──────── DATA LISTING

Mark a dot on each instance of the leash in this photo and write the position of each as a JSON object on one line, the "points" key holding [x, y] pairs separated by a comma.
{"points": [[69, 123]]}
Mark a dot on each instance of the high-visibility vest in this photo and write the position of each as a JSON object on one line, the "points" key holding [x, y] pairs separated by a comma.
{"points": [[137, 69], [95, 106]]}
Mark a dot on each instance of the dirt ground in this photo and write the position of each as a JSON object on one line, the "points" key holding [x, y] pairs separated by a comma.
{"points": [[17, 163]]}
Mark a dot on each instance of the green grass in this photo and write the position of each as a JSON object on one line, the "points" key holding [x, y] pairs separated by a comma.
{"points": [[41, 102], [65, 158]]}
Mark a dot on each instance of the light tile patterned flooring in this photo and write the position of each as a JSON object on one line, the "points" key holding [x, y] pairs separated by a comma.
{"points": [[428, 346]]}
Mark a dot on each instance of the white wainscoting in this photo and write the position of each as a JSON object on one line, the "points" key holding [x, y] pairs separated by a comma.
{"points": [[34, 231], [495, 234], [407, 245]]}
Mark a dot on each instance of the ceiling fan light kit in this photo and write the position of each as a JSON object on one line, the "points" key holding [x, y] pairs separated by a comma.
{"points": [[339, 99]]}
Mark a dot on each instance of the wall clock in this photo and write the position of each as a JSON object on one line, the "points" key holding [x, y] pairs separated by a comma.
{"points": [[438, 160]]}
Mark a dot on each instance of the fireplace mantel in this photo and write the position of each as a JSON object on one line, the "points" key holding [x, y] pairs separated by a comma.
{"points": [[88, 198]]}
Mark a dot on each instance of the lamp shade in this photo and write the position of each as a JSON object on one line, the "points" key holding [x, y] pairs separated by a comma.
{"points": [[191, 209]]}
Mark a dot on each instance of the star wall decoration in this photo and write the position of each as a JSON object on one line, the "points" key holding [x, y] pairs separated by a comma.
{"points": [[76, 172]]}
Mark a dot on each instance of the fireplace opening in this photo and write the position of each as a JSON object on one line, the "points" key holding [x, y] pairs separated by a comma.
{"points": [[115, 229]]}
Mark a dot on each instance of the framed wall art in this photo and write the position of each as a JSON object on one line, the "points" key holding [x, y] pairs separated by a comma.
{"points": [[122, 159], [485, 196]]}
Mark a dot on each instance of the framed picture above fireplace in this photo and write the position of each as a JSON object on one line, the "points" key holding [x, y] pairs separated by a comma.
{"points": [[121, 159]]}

────────────────

▸ **INSTRUCTIONS TO FOLLOW**
Only the lines from the one that contains "Mark a dot on each instance of the star" through the last line should be repeated, each exactly as it stands, with both ends included.

▸ **EXERCISE RESULT**
Mark a dot on each instance of the star wall decoration in this photo and write the position of each as a JSON object on one line, the "points" key holding [x, y] pairs separated by a comma.
{"points": [[76, 172]]}
Mark a dot on each instance of the fireplace opening in this photo and write the position of each as a JSON object on one line, the "points" key holding [x, y] pairs separated by a comma.
{"points": [[115, 229]]}
Mark a dot on each instance of the framed wall art in this photo and write the position of each as a JSON object on one line, the "points" key holding [x, y] pairs separated by a comma.
{"points": [[122, 159], [485, 196]]}
Mark a dot on each instance of the framed picture above fireplace in this photo and write the position of each as a JSON object on one line, the "points" key holding [x, y] pairs separated by a comma.
{"points": [[121, 159]]}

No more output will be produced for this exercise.